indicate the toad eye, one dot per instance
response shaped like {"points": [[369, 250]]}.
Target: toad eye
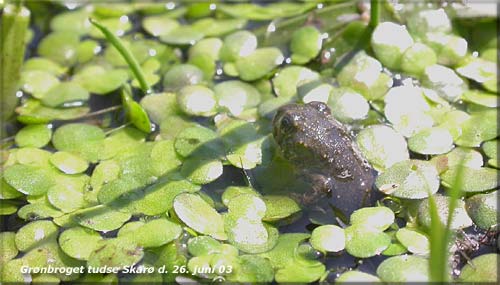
{"points": [[287, 124]]}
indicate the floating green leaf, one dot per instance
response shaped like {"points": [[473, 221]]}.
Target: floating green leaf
{"points": [[100, 218], [9, 249], [363, 242], [404, 268], [409, 179], [98, 80], [65, 94], [472, 179], [431, 141], [259, 63], [483, 209], [414, 241], [306, 44], [199, 215], [481, 269], [38, 83], [382, 146], [27, 179], [33, 136], [69, 163], [79, 242], [115, 252], [83, 139], [35, 234], [329, 238], [155, 233]]}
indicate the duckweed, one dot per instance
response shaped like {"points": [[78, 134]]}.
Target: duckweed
{"points": [[183, 173]]}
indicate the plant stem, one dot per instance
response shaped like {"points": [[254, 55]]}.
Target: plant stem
{"points": [[374, 13], [14, 26], [126, 54]]}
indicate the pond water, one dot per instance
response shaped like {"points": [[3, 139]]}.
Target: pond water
{"points": [[141, 134]]}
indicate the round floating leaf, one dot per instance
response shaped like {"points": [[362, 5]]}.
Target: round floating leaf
{"points": [[33, 136], [68, 163], [416, 58], [238, 44], [182, 35], [96, 79], [297, 272], [33, 112], [116, 252], [382, 146], [38, 83], [43, 64], [483, 209], [197, 100], [67, 194], [365, 242], [203, 245], [404, 268], [379, 218], [27, 179], [159, 197], [389, 49], [458, 156], [232, 192], [9, 249], [83, 139], [284, 251], [160, 106], [65, 93], [155, 233], [479, 127], [279, 207], [208, 47], [182, 75], [38, 211], [259, 63], [285, 83], [349, 105], [60, 47], [100, 218], [355, 276], [250, 235], [217, 27], [35, 234], [481, 98], [7, 208], [363, 74], [199, 215], [490, 148], [482, 269], [201, 171], [136, 114], [305, 44], [414, 241], [159, 25], [7, 191], [164, 159], [329, 238], [236, 96], [409, 179], [460, 218], [198, 142], [117, 26], [431, 141], [472, 179], [253, 269], [79, 242]]}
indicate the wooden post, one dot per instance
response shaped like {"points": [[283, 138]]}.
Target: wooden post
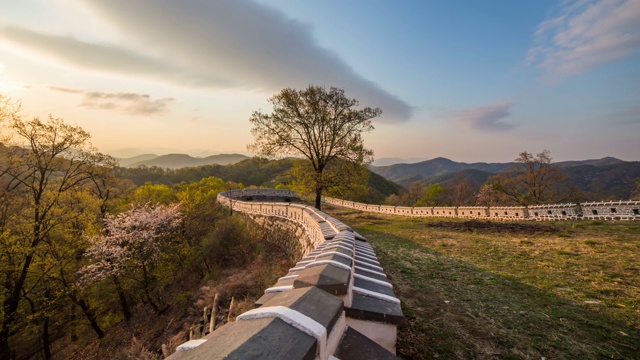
{"points": [[231, 308], [214, 313]]}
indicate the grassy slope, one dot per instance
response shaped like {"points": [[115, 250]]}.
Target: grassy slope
{"points": [[510, 290]]}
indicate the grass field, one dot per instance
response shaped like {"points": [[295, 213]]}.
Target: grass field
{"points": [[522, 290]]}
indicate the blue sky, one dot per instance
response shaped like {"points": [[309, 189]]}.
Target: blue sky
{"points": [[467, 80]]}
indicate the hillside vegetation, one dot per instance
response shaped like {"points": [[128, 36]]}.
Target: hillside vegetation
{"points": [[177, 161], [588, 180], [250, 172]]}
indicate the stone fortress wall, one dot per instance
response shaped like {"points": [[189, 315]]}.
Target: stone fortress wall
{"points": [[335, 303], [607, 210]]}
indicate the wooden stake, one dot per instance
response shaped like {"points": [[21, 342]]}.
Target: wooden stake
{"points": [[231, 308], [214, 313]]}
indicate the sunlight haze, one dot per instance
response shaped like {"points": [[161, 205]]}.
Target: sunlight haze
{"points": [[466, 80]]}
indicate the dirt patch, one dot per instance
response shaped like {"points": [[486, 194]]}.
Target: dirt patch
{"points": [[428, 316], [495, 227]]}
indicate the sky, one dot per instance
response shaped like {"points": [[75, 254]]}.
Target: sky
{"points": [[472, 81]]}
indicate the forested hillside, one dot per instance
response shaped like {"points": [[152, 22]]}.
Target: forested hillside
{"points": [[93, 266], [250, 172], [587, 180]]}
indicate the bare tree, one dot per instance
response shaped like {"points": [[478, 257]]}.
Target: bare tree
{"points": [[47, 160], [319, 125], [532, 180]]}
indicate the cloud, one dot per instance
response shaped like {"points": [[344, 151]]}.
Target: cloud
{"points": [[212, 44], [130, 103], [103, 57], [629, 115], [65, 89], [484, 118], [585, 35]]}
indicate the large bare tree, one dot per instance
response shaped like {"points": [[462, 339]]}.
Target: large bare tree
{"points": [[317, 124], [532, 180], [47, 160]]}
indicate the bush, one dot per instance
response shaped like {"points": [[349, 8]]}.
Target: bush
{"points": [[231, 244]]}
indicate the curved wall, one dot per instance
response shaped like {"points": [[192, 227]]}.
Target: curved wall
{"points": [[335, 303], [608, 210]]}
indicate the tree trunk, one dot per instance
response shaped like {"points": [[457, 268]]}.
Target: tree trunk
{"points": [[5, 351], [318, 198], [88, 313], [123, 299], [46, 342]]}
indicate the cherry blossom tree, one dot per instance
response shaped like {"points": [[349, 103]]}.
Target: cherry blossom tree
{"points": [[132, 245]]}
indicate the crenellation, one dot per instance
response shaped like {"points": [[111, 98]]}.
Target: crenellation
{"points": [[605, 210]]}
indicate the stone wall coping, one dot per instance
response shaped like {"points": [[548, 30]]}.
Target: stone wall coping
{"points": [[325, 276]]}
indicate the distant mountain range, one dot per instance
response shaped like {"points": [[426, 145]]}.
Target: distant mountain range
{"points": [[603, 178], [441, 169], [178, 161]]}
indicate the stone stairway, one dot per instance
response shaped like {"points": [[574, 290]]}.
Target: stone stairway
{"points": [[335, 303]]}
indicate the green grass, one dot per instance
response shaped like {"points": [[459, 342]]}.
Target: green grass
{"points": [[477, 290]]}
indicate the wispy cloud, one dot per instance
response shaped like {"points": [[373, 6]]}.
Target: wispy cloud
{"points": [[201, 43], [66, 89], [484, 118], [130, 103], [584, 35], [629, 115], [105, 57], [125, 102]]}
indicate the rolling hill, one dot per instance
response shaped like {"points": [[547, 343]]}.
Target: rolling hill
{"points": [[178, 161], [405, 174]]}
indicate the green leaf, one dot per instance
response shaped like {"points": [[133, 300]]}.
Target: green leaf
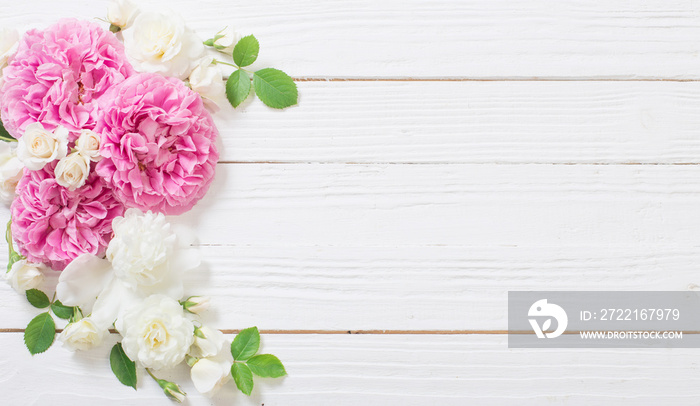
{"points": [[38, 298], [4, 135], [246, 51], [237, 87], [40, 333], [64, 312], [243, 377], [275, 88], [246, 344], [267, 366], [124, 368]]}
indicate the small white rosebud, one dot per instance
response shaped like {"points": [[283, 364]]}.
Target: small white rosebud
{"points": [[225, 40], [207, 80], [121, 13], [11, 170], [82, 335], [196, 304], [72, 171], [9, 39], [24, 275], [39, 146], [88, 145]]}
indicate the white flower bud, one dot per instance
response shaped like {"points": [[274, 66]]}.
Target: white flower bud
{"points": [[72, 171], [82, 335], [11, 170], [225, 40], [88, 145], [207, 80], [39, 146], [24, 275]]}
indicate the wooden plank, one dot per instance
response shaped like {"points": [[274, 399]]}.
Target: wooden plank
{"points": [[417, 38], [379, 370], [502, 205], [471, 122], [417, 288]]}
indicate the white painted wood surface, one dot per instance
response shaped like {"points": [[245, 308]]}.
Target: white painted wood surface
{"points": [[416, 205]]}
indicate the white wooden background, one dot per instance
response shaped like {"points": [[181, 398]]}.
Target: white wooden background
{"points": [[443, 153]]}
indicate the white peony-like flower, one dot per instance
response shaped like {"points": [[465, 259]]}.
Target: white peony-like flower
{"points": [[88, 145], [39, 146], [143, 250], [227, 40], [156, 332], [146, 259], [72, 171], [24, 275], [11, 170], [208, 343], [82, 335], [121, 13], [210, 374], [161, 43], [9, 40], [207, 80]]}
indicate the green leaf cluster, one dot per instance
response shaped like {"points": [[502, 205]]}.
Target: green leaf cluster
{"points": [[4, 135], [41, 331], [246, 363], [273, 87], [123, 367]]}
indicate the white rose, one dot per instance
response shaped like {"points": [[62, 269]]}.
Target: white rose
{"points": [[9, 39], [82, 335], [228, 38], [162, 44], [11, 170], [207, 80], [39, 146], [207, 342], [210, 374], [147, 256], [72, 171], [121, 13], [24, 275], [88, 144], [156, 332]]}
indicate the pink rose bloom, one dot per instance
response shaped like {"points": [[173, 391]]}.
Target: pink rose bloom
{"points": [[58, 74], [157, 144], [54, 225]]}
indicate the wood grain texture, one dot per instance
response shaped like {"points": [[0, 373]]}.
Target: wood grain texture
{"points": [[471, 122], [416, 288], [418, 38], [379, 370], [500, 205]]}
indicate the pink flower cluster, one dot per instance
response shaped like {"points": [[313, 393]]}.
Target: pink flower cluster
{"points": [[157, 140], [157, 144], [57, 76], [54, 225]]}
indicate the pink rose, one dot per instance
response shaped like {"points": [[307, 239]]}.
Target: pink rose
{"points": [[157, 144], [54, 225], [58, 74]]}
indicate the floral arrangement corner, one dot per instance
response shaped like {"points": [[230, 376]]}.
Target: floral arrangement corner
{"points": [[107, 130]]}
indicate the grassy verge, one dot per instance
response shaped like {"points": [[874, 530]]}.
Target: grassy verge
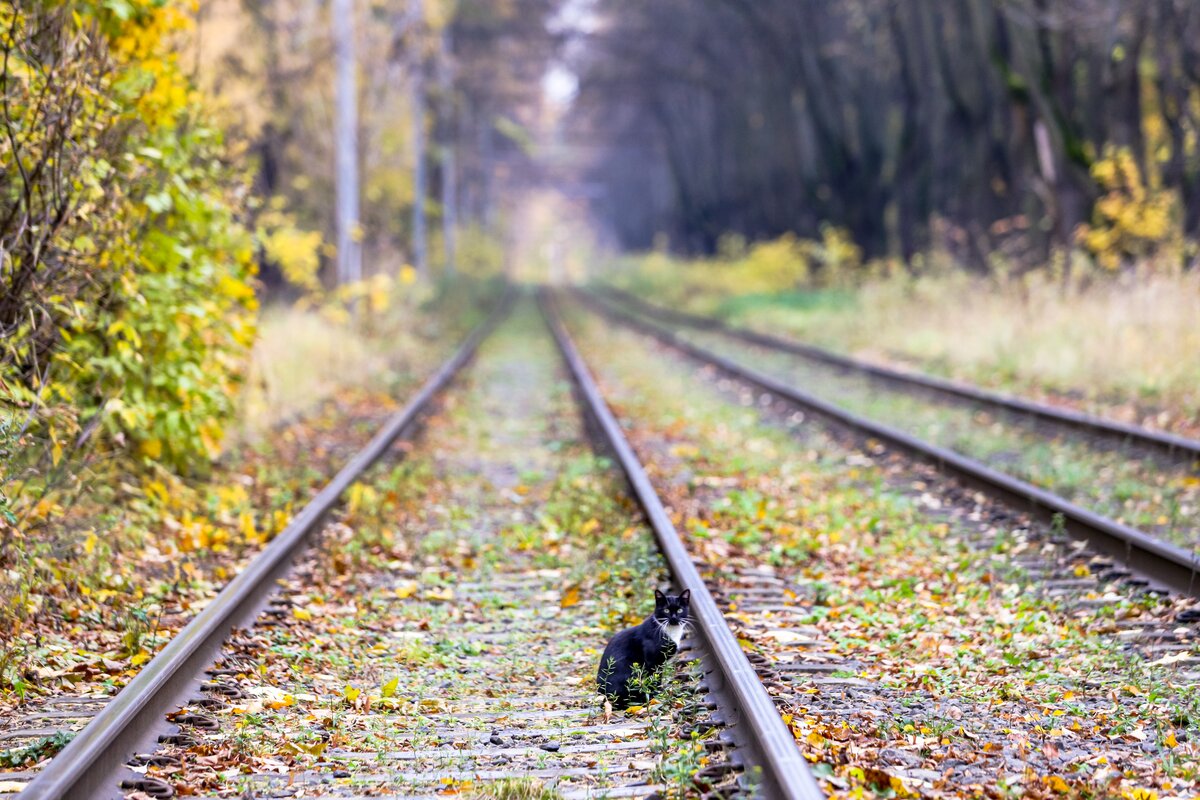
{"points": [[1122, 346], [96, 583], [977, 680], [1140, 489]]}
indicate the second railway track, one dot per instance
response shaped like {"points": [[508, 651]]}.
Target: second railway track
{"points": [[1157, 559], [442, 635]]}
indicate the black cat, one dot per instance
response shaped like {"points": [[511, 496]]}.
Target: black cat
{"points": [[647, 645]]}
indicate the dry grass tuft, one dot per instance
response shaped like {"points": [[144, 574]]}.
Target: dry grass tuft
{"points": [[300, 360]]}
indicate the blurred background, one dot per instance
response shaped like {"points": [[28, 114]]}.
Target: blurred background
{"points": [[215, 212]]}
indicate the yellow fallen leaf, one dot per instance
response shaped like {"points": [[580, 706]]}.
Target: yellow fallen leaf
{"points": [[1059, 785], [307, 749]]}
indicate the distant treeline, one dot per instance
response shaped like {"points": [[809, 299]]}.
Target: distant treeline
{"points": [[909, 122]]}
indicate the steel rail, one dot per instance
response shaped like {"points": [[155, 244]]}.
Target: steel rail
{"points": [[90, 764], [754, 719], [1170, 443], [1163, 564]]}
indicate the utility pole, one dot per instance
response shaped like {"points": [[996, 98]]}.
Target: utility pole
{"points": [[346, 132], [449, 168], [420, 245]]}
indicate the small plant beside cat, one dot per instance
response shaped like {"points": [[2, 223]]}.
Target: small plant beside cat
{"points": [[635, 655]]}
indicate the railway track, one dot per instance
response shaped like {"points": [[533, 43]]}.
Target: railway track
{"points": [[449, 657], [438, 629], [1159, 563]]}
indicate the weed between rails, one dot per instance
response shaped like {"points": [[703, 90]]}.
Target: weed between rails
{"points": [[984, 663], [465, 576], [1132, 487]]}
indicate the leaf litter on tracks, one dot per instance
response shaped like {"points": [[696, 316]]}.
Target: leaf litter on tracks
{"points": [[963, 667]]}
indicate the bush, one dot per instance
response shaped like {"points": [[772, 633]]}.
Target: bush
{"points": [[125, 272]]}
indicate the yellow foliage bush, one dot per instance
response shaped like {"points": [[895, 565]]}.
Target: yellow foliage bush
{"points": [[783, 264], [1131, 220]]}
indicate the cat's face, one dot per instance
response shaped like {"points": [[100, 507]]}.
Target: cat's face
{"points": [[672, 609]]}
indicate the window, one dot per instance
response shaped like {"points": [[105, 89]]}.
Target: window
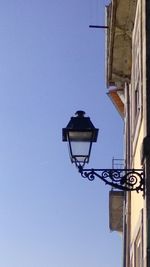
{"points": [[136, 257]]}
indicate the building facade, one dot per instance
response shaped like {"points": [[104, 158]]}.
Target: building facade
{"points": [[128, 82]]}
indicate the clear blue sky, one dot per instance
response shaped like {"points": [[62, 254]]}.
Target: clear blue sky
{"points": [[51, 65]]}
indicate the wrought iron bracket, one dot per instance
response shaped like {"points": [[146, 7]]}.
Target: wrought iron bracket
{"points": [[122, 179]]}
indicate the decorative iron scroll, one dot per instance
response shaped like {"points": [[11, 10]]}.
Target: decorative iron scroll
{"points": [[123, 179]]}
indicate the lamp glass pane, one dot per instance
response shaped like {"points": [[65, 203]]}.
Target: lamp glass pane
{"points": [[80, 151], [80, 136]]}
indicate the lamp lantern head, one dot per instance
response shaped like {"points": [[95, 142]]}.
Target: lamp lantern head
{"points": [[80, 133]]}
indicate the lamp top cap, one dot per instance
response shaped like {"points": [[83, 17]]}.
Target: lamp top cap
{"points": [[80, 113]]}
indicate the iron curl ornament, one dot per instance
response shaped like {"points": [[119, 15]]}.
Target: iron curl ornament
{"points": [[122, 179]]}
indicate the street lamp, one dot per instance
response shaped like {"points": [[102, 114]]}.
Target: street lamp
{"points": [[80, 133]]}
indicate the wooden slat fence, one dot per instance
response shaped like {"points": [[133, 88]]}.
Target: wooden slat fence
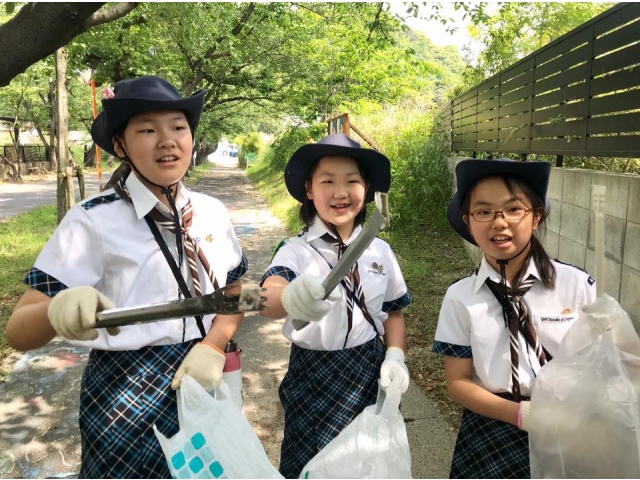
{"points": [[579, 95]]}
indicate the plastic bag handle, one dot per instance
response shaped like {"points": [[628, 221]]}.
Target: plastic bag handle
{"points": [[388, 402]]}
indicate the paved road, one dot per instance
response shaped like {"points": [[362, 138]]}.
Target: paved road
{"points": [[17, 198], [39, 435]]}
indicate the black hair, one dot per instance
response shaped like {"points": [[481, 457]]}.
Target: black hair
{"points": [[308, 210], [537, 253]]}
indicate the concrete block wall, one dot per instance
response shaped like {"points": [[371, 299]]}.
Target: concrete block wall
{"points": [[570, 229]]}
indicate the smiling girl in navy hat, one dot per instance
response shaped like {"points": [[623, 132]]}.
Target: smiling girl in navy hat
{"points": [[107, 252], [502, 323], [338, 359]]}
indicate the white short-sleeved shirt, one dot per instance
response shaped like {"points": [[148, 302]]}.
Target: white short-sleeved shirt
{"points": [[471, 323], [380, 276], [105, 242]]}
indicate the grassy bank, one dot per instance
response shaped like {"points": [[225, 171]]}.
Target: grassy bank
{"points": [[21, 239]]}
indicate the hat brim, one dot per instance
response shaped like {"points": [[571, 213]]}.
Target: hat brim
{"points": [[470, 171], [376, 165], [118, 111]]}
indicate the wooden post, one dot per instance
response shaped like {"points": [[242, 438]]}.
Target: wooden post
{"points": [[95, 114], [80, 174], [65, 172]]}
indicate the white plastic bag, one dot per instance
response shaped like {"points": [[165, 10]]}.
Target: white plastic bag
{"points": [[373, 445], [585, 421], [215, 440]]}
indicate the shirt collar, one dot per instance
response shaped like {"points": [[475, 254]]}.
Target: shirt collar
{"points": [[144, 200], [485, 270], [318, 228]]}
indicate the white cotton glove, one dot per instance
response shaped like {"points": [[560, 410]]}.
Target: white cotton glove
{"points": [[72, 313], [204, 363], [523, 415], [303, 298], [394, 368]]}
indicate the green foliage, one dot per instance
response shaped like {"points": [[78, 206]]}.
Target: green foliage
{"points": [[21, 239], [409, 136], [520, 28]]}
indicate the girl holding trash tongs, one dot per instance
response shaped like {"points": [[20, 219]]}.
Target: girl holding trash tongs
{"points": [[116, 250], [338, 360], [502, 323]]}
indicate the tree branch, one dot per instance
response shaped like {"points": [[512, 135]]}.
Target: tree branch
{"points": [[106, 15]]}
========
**Work to be completed**
Return every line from the one holding "indicate the black hair, one dot per instance" through the end of the data, exactly as it appears, with both ends kept and nothing else.

**Full response**
indicate the black hair, one dot per instance
response shaped like {"points": [[481, 457]]}.
Target: black hair
{"points": [[308, 210], [537, 253]]}
indicate the concrete block wall, one dot per instance
response shaped like {"points": [[371, 299]]}.
Target: concrete block wall
{"points": [[570, 229]]}
indicate the smiling girl in navy hat, one dot per instance
response shaped like {"points": [[623, 132]]}.
Target: smiling girl in navy hat
{"points": [[107, 252], [502, 323], [338, 359]]}
indicate the white short-sleeved shirt, one dot per instance
response shaped like {"points": [[148, 302]]}.
Target: white short-sleeved shirt
{"points": [[471, 323], [380, 276], [105, 242]]}
indicate the grassy bank, one dot per instance
response shaped like {"points": [[225, 171]]}.
Target: grassy bank
{"points": [[21, 239]]}
indicate the hat brim, one dot per instance
response shaped like {"points": [[571, 213]]}.
Target: hat brim
{"points": [[470, 171], [376, 165], [118, 111]]}
indicate the wooden post, one dot per instance
response shaped like {"points": [[242, 438]]}.
Target: wooden post
{"points": [[95, 114], [80, 174], [65, 172]]}
indicate the white plastic bag, one dot per instance
response shaped like {"points": [[165, 10]]}.
Target: white plastic bag
{"points": [[373, 445], [585, 421], [215, 440]]}
indicate the shirt collar, one dot per instance
response shaped like {"points": [[475, 254]]}.
Target: shirt collar
{"points": [[144, 200], [485, 270], [318, 228]]}
indicate the white cotton glove, one dot per instance
response shaped like {"points": [[560, 410]]}.
Target: white cotton glove
{"points": [[72, 313], [204, 363], [523, 415], [303, 298], [394, 368]]}
indicate the green foliage, one dot per instance
response shaped like {"points": [[78, 206]]}.
Target: green foliage
{"points": [[21, 239], [409, 136], [520, 28]]}
indicate the girl holding trash tongs, one dot per instance
response shaped like {"points": [[20, 219]]}.
Target: girl holding trash tongs
{"points": [[116, 250], [338, 360], [502, 323]]}
indicate the tree branch, one dot per instance
response shaped like {"points": [[512, 135]]}.
Target: tree branch
{"points": [[106, 15]]}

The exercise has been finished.